== Extrait retenu ==
━━━━━━━━━━

Jessie Lee : Je voudrais ajouter, Alexis comme moi, on a dû prendre nos premiers cours aux alentours de 18 ans. C'était le moment où on est entrés en école de musique. On a pris des cours comme tout le monde avant, du type tu vas voir un prof et tu prends un cours d'instrument. Ni lui ni moi n'avons fait le conservatoire quand on était jeune. On est tous les deux passé par l'école ATLA avant de faire notre album et moi ça a vraiment été une volonté de ma part de rentrer au conservatoire une fois les cours à l'école ATLA terminés. J'avais 20 ans, donc je ne suis pas entrée dans la filière "classique" ou tu démarre le conservatoire étant minot. J'ai passé mon DEM à 24 ans, donc relativement tard. Et je voudrais préciser qu'il y a une filière musique actuelle dorénavant au conservatoire, elle est disponible depuis il y a peu de temps. Aujourd'hui on a aussi cette chance-là, et je pense que tout le monde n'est pas au courant. Je pense qu'on apprend la musique a s'en dégouter comme ça a pu être le cas à un certain moment. L'enseignement de la musique évolue, il y a plein d'offres et des écoles qui font ça très bien, je pense que c'est important de le rappeler.
 
Jessie, on a pu te voir dans l’émission The Voice, à laquelle d’ailleurs tu as performé puisque tu es allé assez loin dans les auditions. Comme plusieurs autres artistes de la plus jeune génération, Flo Bauer, Will Barber. Quand bien même il s’agit d’un style de musique particulier qu’est le Blues, l’opportunité des télé crochets c’est un tremplin non négligeable ?
Jessie Lee : Bien sûr ! En fait, la réponse est plus compliquée que ça. Oui et non. Bien sûr, parce que ça offre une visibilité qui est énorme en one shot sur une soirée qui est bien au-delà de 100 concerts dans l'année. Et non, dans le sens où ça reste une émission de télé, où on est quand même dans un choix de répertoire limité et où nous ne sommes pas libres de nos morceaux. En ce qui me concerne, j'ai choisi ce que je voulais chanter et il y a un moment où si je suis sortie, ce n’est aussi pas par hasard. A un certain point, si tu refuses d'aller dans leur sens ... et ben voilà ! J'y suis allé avec une conviction, c'était de ne pas me perdre dans tout ça, en me disant : "si jamais ce que je vais montrer là, ça plait, même à 5 ou 10% des personnes en train de regarder l'émission et que ces personnes vont ensuite s'intéresser au projet et à ce qu'on fait, ce sera une victoire". Quand j'ai fait l'émission, ça faisait environ un an et demi que Jessie Lee And The Alchemists existait, j'ai eu l'occasion de le faire plus tôt et j'ai refusé parce que c'était trop tôt et que je voulais vraiment avoir le projet solide derrière. Justement pour que ça puisse nous servir. Le faire pour moi toute seule, en tant qu'artiste, ça ne m'intéressait pas. Je m'étais dit "si je le fait, c'est pour que les gens puissent nous découvrir, et éventuellement nous soutenir et nous suivre derrière". Surtout, le but, c'était de rester fidèle à la musique que j'aime, et de ne pas finir par faire de la variété. Je m'étais promis que s’il y avait un moment où il fallait que je fasse d'autres choses, j'arrêterai. Ça pouvait être la fois de ma vie ou j'allais être le plus exposée médiatiquement en un temps record, si j'allais montrer un truc que je ne suis pas pour faire plaisir au public ou à la prod, ça n'a aucun intérêt. Aller chanter du Céline Dion à The Voice, ça m'intéressait pas, mon but c'était de rester fidèle à la musique que j'aime. Mais coucou à Céline quand même !

━━━━━━━━━━

== Entrées brutes ==

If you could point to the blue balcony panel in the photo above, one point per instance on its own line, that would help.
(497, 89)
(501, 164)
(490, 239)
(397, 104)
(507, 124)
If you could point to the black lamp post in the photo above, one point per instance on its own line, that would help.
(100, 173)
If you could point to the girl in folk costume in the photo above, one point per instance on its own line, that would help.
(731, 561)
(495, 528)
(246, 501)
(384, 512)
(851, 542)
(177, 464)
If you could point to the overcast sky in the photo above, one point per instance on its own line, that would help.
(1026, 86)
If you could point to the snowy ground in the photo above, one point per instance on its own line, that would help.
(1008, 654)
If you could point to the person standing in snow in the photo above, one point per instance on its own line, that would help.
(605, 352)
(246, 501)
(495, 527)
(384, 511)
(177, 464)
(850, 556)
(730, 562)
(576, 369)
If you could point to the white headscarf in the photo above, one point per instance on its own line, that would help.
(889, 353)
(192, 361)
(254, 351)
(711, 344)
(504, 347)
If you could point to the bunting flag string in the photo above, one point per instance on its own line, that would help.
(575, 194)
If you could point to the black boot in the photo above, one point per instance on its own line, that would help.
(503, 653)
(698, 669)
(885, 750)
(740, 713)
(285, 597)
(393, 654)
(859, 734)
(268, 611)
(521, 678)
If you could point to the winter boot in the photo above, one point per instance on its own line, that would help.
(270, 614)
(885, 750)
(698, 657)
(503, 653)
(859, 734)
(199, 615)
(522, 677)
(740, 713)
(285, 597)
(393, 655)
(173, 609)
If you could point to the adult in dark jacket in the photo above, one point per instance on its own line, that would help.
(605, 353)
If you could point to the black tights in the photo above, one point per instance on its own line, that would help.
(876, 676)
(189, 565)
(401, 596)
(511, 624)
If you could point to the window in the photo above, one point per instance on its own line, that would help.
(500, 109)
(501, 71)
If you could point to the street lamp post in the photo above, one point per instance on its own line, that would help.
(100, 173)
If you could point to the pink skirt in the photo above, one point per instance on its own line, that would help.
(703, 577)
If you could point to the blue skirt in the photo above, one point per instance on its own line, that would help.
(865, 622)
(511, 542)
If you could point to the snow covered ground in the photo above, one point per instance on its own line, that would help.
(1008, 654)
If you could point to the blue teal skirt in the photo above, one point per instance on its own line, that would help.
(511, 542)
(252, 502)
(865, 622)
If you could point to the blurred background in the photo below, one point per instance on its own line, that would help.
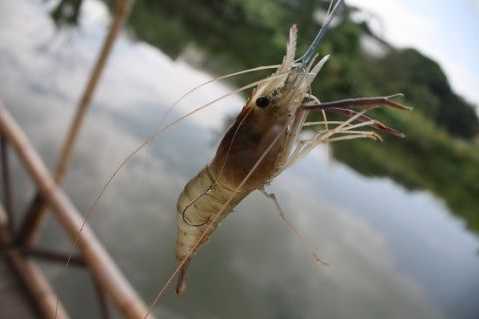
(397, 221)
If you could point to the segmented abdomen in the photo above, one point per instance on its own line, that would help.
(199, 203)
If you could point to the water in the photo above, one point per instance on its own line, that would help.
(392, 253)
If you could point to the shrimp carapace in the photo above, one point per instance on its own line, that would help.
(264, 140)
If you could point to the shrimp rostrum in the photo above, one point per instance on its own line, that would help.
(264, 140)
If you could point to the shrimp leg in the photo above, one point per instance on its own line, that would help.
(272, 196)
(362, 102)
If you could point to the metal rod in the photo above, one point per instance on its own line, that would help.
(52, 256)
(311, 50)
(102, 300)
(7, 185)
(99, 262)
(32, 279)
(37, 209)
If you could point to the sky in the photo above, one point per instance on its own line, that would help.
(444, 30)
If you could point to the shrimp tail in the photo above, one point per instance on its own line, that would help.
(181, 284)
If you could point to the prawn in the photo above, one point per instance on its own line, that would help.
(264, 140)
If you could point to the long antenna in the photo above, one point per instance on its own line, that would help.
(311, 51)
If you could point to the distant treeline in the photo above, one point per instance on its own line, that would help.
(441, 151)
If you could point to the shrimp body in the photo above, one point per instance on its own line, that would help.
(220, 186)
(263, 141)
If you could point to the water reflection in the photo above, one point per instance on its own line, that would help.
(393, 253)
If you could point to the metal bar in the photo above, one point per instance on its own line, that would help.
(102, 300)
(7, 185)
(52, 256)
(35, 283)
(37, 209)
(99, 262)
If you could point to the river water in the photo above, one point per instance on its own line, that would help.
(392, 253)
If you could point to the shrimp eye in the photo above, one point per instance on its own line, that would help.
(262, 101)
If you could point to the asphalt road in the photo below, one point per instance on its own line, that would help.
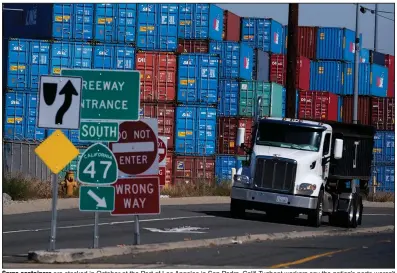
(347, 252)
(25, 232)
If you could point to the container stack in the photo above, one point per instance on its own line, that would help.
(202, 70)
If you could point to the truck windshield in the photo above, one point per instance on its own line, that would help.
(287, 136)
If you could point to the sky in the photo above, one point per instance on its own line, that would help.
(329, 15)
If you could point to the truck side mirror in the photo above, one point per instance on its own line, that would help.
(240, 137)
(338, 148)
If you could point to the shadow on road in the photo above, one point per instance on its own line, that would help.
(261, 217)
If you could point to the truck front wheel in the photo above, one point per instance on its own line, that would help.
(315, 216)
(237, 208)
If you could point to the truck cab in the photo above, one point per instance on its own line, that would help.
(304, 167)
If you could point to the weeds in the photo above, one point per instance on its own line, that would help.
(200, 188)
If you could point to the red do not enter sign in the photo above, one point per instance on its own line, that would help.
(137, 148)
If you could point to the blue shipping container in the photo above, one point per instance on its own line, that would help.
(104, 56)
(195, 130)
(126, 23)
(198, 78)
(40, 21)
(81, 55)
(326, 76)
(27, 60)
(200, 21)
(364, 55)
(335, 43)
(157, 27)
(115, 23)
(15, 121)
(124, 57)
(383, 178)
(383, 150)
(224, 165)
(228, 98)
(61, 57)
(235, 59)
(33, 133)
(378, 80)
(348, 78)
(265, 34)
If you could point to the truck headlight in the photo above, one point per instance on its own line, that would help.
(306, 187)
(243, 179)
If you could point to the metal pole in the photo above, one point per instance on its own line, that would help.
(376, 28)
(137, 236)
(292, 53)
(356, 67)
(54, 212)
(96, 230)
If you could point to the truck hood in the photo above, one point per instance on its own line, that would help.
(298, 155)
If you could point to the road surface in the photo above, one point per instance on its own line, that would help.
(25, 232)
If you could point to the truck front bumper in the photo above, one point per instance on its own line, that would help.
(273, 199)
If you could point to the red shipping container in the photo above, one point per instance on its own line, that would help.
(391, 81)
(378, 107)
(389, 124)
(193, 46)
(158, 76)
(194, 169)
(307, 42)
(169, 168)
(363, 113)
(318, 105)
(227, 134)
(231, 26)
(278, 68)
(278, 71)
(382, 113)
(165, 114)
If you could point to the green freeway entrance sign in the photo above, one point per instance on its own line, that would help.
(97, 165)
(108, 95)
(96, 198)
(99, 131)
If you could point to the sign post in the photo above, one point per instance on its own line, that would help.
(136, 153)
(108, 98)
(59, 108)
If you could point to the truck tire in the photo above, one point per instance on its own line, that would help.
(360, 208)
(349, 217)
(237, 209)
(315, 216)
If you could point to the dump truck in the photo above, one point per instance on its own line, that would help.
(317, 168)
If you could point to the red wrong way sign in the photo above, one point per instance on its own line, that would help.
(137, 148)
(137, 196)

━━━━━━━━━━

Recopiez mot pour mot le passage de l'extrait retenu qui s'ouvre sur les mots contenant « Jessie, on a » et se termine par « non négligeable ? ».

== Corrigé ==
Jessie, on a pu te voir dans l’émission The Voice, à laquelle d’ailleurs tu as performé puisque tu es allé assez loin dans les auditions. Comme plusieurs autres artistes de la plus jeune génération, Flo Bauer, Will Barber. Quand bien même il s’agit d’un style de musique particulier qu’est le Blues, l’opportunité des télé crochets c’est un tremplin non négligeable ?